Give back exactly the lines from the one containing "Target: driver's ear" through the end of the records, including both, and no others.

Extracted records:
== Segment start ==

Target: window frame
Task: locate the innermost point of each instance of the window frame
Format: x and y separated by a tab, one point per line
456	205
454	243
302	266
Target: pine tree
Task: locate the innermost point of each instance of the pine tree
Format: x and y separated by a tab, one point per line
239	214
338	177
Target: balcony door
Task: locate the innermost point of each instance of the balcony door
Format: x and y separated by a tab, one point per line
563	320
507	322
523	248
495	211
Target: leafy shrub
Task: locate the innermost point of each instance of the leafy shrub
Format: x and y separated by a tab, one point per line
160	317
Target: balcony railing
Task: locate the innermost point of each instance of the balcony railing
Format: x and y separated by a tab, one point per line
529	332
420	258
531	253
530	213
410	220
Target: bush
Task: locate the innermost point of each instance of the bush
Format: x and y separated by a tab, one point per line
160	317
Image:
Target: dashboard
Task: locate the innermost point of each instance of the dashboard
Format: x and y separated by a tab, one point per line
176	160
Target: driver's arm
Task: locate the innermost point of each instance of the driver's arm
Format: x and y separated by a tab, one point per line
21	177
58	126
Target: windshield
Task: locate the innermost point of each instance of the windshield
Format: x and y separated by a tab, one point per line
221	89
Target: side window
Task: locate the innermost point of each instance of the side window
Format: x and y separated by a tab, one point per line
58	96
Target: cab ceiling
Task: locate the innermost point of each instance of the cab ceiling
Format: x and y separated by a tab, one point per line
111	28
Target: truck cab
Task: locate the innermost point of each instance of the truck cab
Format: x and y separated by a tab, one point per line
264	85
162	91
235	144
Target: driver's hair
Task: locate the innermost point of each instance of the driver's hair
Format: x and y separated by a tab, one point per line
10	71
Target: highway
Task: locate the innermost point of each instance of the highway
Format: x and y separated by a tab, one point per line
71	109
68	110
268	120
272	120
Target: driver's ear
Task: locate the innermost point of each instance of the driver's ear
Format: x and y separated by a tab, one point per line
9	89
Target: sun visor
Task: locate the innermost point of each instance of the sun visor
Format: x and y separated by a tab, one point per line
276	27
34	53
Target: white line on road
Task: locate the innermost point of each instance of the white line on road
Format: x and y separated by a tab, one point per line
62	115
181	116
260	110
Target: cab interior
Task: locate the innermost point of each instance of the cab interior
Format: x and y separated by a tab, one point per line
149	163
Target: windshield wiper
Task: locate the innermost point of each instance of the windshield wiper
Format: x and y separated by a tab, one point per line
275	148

== Segment end ==

* [Reply to the task]
Target: driver's ear
Task: locate the innermost point of each instance of the driver's ear
Format: x and y separated by a tab, one point per line
9	89
Target: sun visor
Task: locate the innermost point of each instance of the sun visor
Format: x and y separated by a tab, one point per line
276	27
34	53
Target: white line on road
Task: locate the innermost point of each instance of the white line on road
Format: x and y separated by a tab, one point per line
62	115
181	116
260	110
Target: cab interior
Task: locate the innermost point of each instance of the cab interior
Format: x and y separated by a tab, one point per line
149	163
Target: windshield wiper
Task: locate the innermost point of each instance of the windshield wiper
Format: x and y separated by a tab, one point per line
275	148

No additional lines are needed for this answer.